■ **DATASET ENTRIES**:
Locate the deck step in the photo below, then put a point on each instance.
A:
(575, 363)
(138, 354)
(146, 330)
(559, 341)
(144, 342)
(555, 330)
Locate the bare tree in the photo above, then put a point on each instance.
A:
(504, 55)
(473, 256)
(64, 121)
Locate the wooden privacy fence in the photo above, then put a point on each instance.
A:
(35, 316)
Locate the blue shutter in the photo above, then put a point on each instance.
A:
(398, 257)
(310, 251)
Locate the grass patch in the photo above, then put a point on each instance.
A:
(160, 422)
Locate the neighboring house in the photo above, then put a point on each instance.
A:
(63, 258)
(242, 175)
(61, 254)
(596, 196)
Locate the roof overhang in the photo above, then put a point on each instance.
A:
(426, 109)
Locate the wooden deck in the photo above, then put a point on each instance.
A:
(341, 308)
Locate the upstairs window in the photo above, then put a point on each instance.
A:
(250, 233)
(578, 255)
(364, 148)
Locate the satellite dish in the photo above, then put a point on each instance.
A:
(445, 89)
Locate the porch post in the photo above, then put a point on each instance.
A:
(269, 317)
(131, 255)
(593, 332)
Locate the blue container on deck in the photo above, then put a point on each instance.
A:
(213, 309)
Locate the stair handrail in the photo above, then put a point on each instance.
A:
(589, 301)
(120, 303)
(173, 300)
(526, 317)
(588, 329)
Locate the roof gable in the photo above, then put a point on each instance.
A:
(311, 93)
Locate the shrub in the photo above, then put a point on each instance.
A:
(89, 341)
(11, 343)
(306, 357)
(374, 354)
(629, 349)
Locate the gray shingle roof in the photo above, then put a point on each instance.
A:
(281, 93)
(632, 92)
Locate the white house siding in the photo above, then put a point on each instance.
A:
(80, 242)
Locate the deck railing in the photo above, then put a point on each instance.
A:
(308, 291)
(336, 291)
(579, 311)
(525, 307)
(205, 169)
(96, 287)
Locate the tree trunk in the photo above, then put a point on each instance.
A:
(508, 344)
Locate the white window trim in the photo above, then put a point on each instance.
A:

■ **BRIEF**: Reproduce the data exactly, altering nothing.

■ **FINAL ANSWER**:
Locate the deck step in the photo below, then put a point on each instance.
A:
(575, 363)
(138, 354)
(146, 330)
(559, 341)
(144, 342)
(555, 330)
Locate the bare tree in the photo above, then put a point on each instance.
A:
(504, 55)
(473, 256)
(64, 121)
Locate the wooden privacy fence in the photo above, then put a point on each instance.
A:
(35, 316)
Locate the blue shutter in the photo above, then put a point on each instance.
A:
(398, 257)
(310, 251)
Locate the grass patch in the photo above, then put a point on each instance.
A:
(160, 422)
Locate the neighboring house in the photo above, then put a point on each instance.
A:
(63, 258)
(242, 175)
(61, 254)
(596, 196)
Locate the roof overhang in the photo above, then put a point on each instance.
A:
(426, 109)
Locate the wooden deck in the photo above, then put a point on each instance.
A:
(341, 308)
Locate the upstairs window in the photo above, then put a point on each instance.
A:
(250, 233)
(578, 255)
(364, 148)
Locate the satellite dish in the photo above, then put a point on each instance.
A:
(445, 89)
Locate the porch post in the photo above, then put a point on each instance.
A:
(269, 317)
(131, 255)
(593, 332)
Locate the blue container on deck in the photo above, then put a point on each instance.
A:
(213, 309)
Locate the stair handrail in the photo above, then put a point on each instance.
A:
(589, 301)
(120, 303)
(173, 300)
(526, 317)
(588, 329)
Locate the roof gable in the photo above, then put a point on each instance.
A:
(311, 93)
Locate the shrub in the photo above, then put a point on each instance.
A:
(89, 341)
(11, 343)
(306, 357)
(374, 354)
(629, 349)
Locate the gray shingle roof in the photo above, then put a point on each instance.
A:
(281, 93)
(632, 92)
Locate the white house siding in the photo above, then put a point on each instance.
A:
(80, 242)
Locate the deck railing in the photo above, then put a point on each instance.
A:
(308, 291)
(336, 291)
(579, 311)
(525, 307)
(205, 169)
(96, 287)
Locate the tree trunk in the photo above, then put a point on each instance.
A:
(508, 344)
Locate the white window trim in the photo above, then put a point on each instance.
A:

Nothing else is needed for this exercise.